WHAT IS REQUIRED
Return the entries below in full. Keep every word as it is.
· · · · ·
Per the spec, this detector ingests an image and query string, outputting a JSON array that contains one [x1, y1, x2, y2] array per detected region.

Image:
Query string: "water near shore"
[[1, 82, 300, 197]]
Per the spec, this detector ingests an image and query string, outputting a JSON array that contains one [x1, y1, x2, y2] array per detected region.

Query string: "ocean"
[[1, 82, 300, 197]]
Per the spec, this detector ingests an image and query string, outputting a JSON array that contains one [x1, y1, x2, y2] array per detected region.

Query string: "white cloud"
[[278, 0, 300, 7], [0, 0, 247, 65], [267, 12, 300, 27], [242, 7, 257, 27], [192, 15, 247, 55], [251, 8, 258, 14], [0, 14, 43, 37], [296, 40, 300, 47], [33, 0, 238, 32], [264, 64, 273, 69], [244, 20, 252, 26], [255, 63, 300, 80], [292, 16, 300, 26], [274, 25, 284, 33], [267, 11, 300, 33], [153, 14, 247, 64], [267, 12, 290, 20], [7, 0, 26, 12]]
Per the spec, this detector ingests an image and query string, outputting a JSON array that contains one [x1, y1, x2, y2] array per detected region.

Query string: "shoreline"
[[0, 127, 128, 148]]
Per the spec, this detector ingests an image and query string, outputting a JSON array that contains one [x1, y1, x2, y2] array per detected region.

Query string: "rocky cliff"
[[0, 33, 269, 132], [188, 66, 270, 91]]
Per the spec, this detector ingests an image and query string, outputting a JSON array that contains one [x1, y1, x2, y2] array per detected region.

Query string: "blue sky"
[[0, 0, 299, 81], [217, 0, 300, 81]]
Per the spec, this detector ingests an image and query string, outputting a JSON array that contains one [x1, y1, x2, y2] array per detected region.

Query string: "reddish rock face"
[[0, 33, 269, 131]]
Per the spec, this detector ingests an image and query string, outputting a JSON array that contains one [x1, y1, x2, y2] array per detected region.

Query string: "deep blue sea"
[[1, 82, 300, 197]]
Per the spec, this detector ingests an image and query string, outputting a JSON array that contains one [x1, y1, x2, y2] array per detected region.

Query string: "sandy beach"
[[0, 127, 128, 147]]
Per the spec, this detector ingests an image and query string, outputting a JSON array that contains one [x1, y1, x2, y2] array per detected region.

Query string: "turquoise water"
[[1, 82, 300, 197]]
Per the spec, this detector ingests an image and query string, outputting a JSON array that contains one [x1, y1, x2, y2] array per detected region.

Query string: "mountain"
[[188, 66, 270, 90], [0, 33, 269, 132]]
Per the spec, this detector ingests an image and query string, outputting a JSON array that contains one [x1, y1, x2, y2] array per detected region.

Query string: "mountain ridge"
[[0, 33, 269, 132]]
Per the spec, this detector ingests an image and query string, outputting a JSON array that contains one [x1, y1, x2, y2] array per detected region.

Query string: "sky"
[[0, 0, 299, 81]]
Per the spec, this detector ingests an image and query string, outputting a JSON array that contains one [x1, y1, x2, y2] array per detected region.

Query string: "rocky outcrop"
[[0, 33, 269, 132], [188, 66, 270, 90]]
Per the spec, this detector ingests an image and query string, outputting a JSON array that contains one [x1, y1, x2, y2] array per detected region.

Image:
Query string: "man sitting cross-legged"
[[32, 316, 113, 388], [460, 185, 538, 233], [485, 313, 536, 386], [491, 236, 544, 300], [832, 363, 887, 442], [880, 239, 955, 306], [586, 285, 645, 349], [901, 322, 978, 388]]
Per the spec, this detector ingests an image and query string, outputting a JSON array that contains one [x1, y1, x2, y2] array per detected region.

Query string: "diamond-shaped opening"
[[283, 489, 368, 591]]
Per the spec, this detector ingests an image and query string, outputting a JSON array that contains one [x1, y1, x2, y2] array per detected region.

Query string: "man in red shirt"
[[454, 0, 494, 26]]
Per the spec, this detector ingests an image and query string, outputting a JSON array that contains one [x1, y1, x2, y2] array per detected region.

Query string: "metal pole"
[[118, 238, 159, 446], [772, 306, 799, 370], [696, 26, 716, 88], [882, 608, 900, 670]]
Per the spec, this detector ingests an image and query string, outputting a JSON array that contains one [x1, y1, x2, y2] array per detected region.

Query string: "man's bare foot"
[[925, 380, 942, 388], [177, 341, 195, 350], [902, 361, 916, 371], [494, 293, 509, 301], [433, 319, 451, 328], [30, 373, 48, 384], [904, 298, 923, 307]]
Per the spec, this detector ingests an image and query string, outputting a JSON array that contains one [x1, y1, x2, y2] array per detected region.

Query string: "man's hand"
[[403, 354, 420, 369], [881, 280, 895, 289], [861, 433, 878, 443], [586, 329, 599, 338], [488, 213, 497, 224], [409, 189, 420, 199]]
· · · · ·
EXERCISE SOLUTION
Per the spec, this detector ingests an image and query string, outputting a JSON array that contains one [x1, y1, x2, y2] array per detected region.

Image:
Query string: "water near shore"
[[1, 82, 300, 197]]
Per the spec, this detector ingests an image and query string, outputting a JSON array that contains one [x1, y1, x2, y2] array per detected region.

Query string: "ocean"
[[1, 82, 300, 197]]
Per the spec, this detector ingests an image and query string, outputting a JSON array that contains one [x1, y1, x2, y2] array per detected region.

Query string: "white cloud"
[[278, 0, 300, 7], [0, 0, 247, 65], [267, 12, 300, 27], [242, 7, 257, 27], [192, 15, 247, 55], [251, 8, 258, 14], [0, 14, 43, 37], [296, 40, 300, 47], [33, 0, 238, 32], [264, 64, 273, 69], [244, 20, 252, 26], [255, 63, 300, 80], [292, 16, 300, 26], [274, 25, 284, 33], [267, 11, 300, 33], [153, 14, 247, 64], [267, 12, 290, 20], [7, 0, 26, 12]]
Per the spec, this detector ingests an image and query string, outputting a JSON array that contains one [x1, y1, x2, y2] array per detected region.

Query string: "shoreline"
[[0, 127, 128, 148]]
Per the spec, this detector ingests an image and query string, outputting a JSON array that contains one [x1, y1, x2, y2] array per detected region.

Query string: "rocky cliff"
[[0, 33, 269, 132], [188, 66, 270, 91]]
Per the spec, this detector ingests an image and query string, outputting a JSON array that contains one [x1, y1, x2, y2] array per detected region.

Query string: "blue sky"
[[0, 0, 299, 81], [217, 0, 300, 81]]
Per the spec, this detector ingests an image and query string, outputting a JSON array that contains one [x1, y1, x2, y2] array per detected region.

Query string: "reddish rock face"
[[0, 33, 269, 131]]
Per the spec, this detector ingests an image and query string, outputting a JSON array that contains one [x1, y1, x2, y2] array per detected region.

Query string: "deep blue sea"
[[1, 82, 300, 197]]
Per the spec, this detector ingests an image and query string, outputting a JSON array that contains one [x1, y1, x2, y2] array per detected region.

Query string: "sandy beach"
[[0, 127, 128, 147]]
Per the spec, this detector ingests an image and query string, outputting a JSON array that contains one [x1, y1, x2, y2] array per detected region.

Query string: "turquoise water"
[[1, 82, 300, 197]]
Per the spec, this detector ingests an image and query string, outputting a JSON array that contains one [x1, y1, x2, y2] array per detected region.

Query string: "mountain"
[[188, 66, 270, 90], [0, 33, 269, 132]]
Per the spec, this detector ingests an image and query string, outputting a JSON array that contains one [x1, y1, x2, y2] array per detected region.

Query string: "mountain ridge"
[[0, 33, 269, 132]]
Per the spec, this detector ingests an image and query string, outputting a JSON array that contains one [x1, y1, x2, y2] array per detected region.

Query string: "sky"
[[0, 0, 299, 81]]
Per the spec, this detector ingests an image and query string, outputting a JSON array that contains one [x1, y1, x2, y2] array per detected region.

Query string: "rocky outcrop"
[[0, 33, 269, 132], [188, 66, 270, 90]]
Per the spec, this detector ingests an image and query string, outputting a JSON array that contains one [x1, y1, x2, y2] array per detected region.

Image:
Query string: "man sitting cross-legged"
[[32, 316, 113, 388], [460, 185, 538, 233], [485, 313, 536, 386], [491, 236, 544, 300], [832, 363, 887, 442], [880, 239, 955, 306], [586, 285, 645, 349], [901, 322, 978, 388]]
Per the spec, this detector ingests an image and query string, outputting a JSON array that contains one [x1, y1, x2, y2] array per detected region.

Query string: "diamond-shaped opening"
[[283, 489, 368, 591]]
Per the spec, this detector ingests an image and query string, outputting a JSON array that contains one [x1, y1, x2, y2] array per detected region.

Query string: "man in red shirt"
[[454, 0, 494, 26]]
Per the spec, this detector ingests an image and query string, outputting a JSON array that contains one [x1, y1, x2, y2] array per detected region.

Query string: "metal pole"
[[118, 238, 159, 446], [772, 306, 799, 370], [696, 26, 716, 88], [882, 608, 900, 670]]
Per the spec, this detector ingests an image and query string, outputting a JSON array that contains one [x1, y1, x2, y2] array per detected region.

Query string: "man's bare foot"
[[925, 380, 942, 388], [177, 341, 195, 350], [902, 361, 916, 371], [494, 293, 509, 301], [433, 319, 451, 328], [30, 373, 48, 384], [904, 298, 923, 307]]
Per the spec, this detector ingests an image and query string, outputting a JSON array that contains one [x1, y1, x2, y2] array per detected region.

Query string: "man's hand"
[[403, 354, 420, 369], [881, 280, 895, 289], [861, 433, 878, 443], [586, 329, 599, 338], [488, 213, 497, 224], [409, 189, 420, 199]]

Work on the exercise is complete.